Excerpt provided START

Dana Plotkin, age 57, drives jeeps over the harshest terrain, rappels down cliffs and scuba dives. But Dana’s greatest challenge is being a nurse in Hadassah Hospital Ein Kerem’s COVID-19 Outbreak Unit.
Dana’s family immigrated to Israel from Leningrad, Russia, in 1978. She was 15. After graduating from the Henrietta Szold Hadassah-Hebrew University School of Nursing, Dana worked in Hadassah’s cardiac surgery recovery room and Neurosurgical Intensive Care Unit. After the birth of her first child, Meital, she began working in neonatal care and then became the medical coordinator of Hadassah’s in-vitro fertilization egg donation program.

Excerpt provided END

Work order → Continue the profile of Hadassah nurse Dana Plotkin from its last sentence.

Information given START

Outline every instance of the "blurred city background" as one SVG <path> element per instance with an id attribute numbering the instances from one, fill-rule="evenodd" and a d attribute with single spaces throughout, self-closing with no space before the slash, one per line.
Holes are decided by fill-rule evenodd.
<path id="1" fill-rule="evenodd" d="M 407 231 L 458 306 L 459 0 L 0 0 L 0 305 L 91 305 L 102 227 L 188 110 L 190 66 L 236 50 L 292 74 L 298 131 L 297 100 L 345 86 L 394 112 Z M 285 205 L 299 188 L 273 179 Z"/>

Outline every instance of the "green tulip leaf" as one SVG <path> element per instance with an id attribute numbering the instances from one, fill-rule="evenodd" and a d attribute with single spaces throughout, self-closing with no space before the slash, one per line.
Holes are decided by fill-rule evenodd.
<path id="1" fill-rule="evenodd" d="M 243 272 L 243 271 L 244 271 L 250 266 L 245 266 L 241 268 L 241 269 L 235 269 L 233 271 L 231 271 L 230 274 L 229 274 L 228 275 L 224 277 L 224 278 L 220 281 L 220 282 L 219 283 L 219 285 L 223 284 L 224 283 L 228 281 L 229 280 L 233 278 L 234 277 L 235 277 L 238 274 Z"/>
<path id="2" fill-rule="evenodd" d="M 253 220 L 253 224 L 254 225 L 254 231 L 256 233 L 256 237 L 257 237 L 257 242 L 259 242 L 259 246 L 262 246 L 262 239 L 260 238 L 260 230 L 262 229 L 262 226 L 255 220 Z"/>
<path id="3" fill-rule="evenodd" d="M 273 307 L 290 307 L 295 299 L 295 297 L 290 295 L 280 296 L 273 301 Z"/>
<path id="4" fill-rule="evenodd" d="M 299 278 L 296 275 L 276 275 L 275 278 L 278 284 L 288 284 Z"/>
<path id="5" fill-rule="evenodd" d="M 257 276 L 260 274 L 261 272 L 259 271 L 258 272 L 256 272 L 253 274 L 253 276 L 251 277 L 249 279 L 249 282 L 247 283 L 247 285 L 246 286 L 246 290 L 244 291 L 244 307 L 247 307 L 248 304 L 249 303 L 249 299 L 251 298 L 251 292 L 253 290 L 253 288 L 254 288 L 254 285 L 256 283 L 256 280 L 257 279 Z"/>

Information given END

Answer section →
When the coronavirus reached Israel, Dana volunteered to work in Hadassah’s COVID-19 Outbreak Department. “I get real satisfaction from being part of this historic fight,” she says. “On my first day, a very elderly woman wanted to thank me for connecting her to her daughter at home via a video call, but she didn’t have the strength to talk, so she took my hands and kissed them. I just cried.”
When Dana is not on duty, she relaxes by driving an all-terrain vehicle off-road in the Israeli countryside. Aside from traversing Israel’s most rugged terrain, she has “torn it up” in Jordan, Georgia and Iceland. “I’ve made so many friends,” she says. “I take my two daughters with me. It’s a wonderful way to get to know this land that I am so proud to call my home. I come back to work ready for a completely different pace and fortified to bring comfort to those who need it so much right now.”